Material provided »
= = =

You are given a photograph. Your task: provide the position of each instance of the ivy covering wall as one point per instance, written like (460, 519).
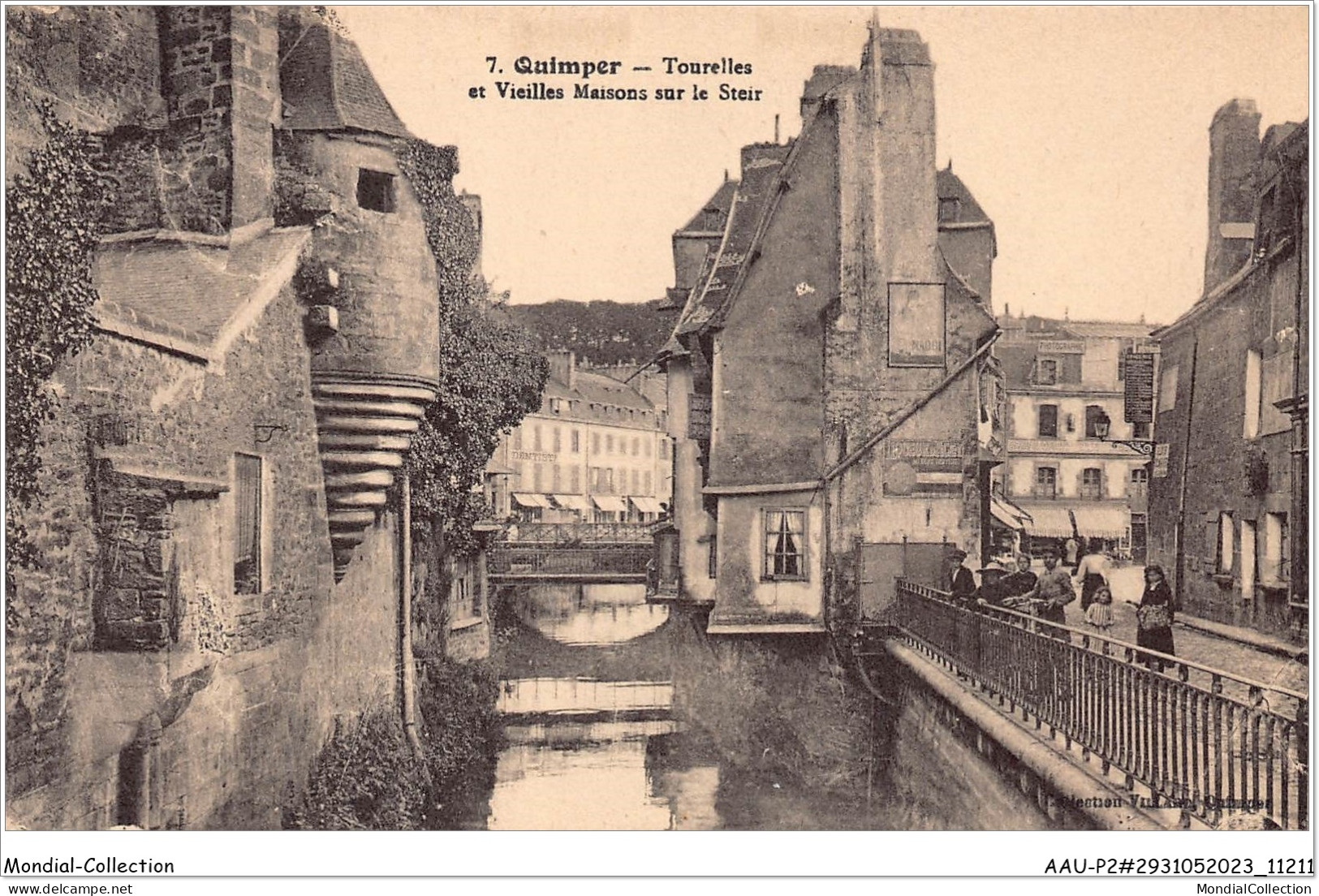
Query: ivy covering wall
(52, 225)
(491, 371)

= = =

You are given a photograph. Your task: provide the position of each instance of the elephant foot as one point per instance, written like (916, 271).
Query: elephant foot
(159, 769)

= = =

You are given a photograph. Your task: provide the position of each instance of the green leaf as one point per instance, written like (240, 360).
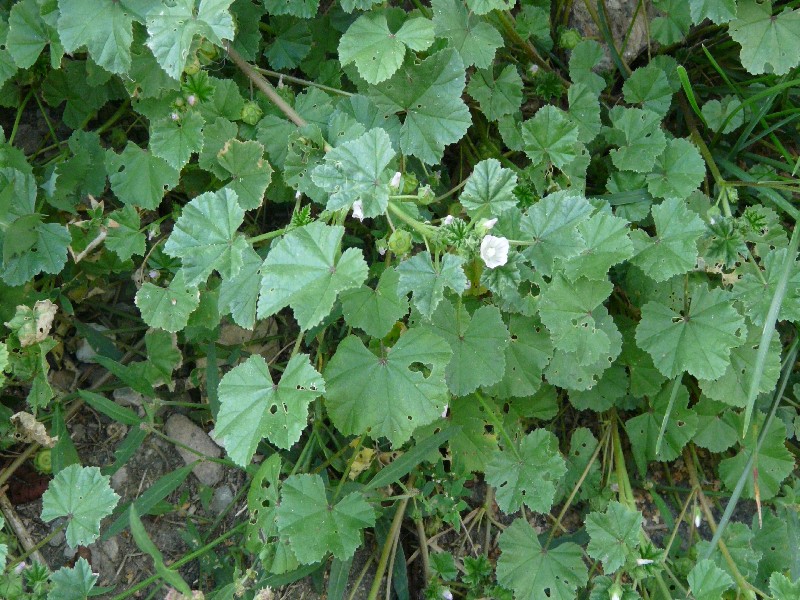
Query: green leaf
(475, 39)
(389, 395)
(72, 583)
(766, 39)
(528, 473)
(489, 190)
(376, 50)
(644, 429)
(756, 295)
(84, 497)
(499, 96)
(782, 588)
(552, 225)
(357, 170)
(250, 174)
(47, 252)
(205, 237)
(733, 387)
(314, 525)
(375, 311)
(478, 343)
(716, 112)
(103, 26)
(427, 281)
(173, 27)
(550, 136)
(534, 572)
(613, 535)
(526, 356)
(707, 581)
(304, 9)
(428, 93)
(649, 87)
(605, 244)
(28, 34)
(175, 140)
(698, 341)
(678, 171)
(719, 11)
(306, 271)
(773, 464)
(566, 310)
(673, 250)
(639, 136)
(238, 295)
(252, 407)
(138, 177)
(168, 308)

= = =

Problem to work on » Pick out every line in the entries above that contains the word "leaf", and copy each of those lines in full.

Written solution »
You are given a photograph. Your task: provide the position of each instance of the green leaf as one point per instance, written like (240, 360).
Query: green leaf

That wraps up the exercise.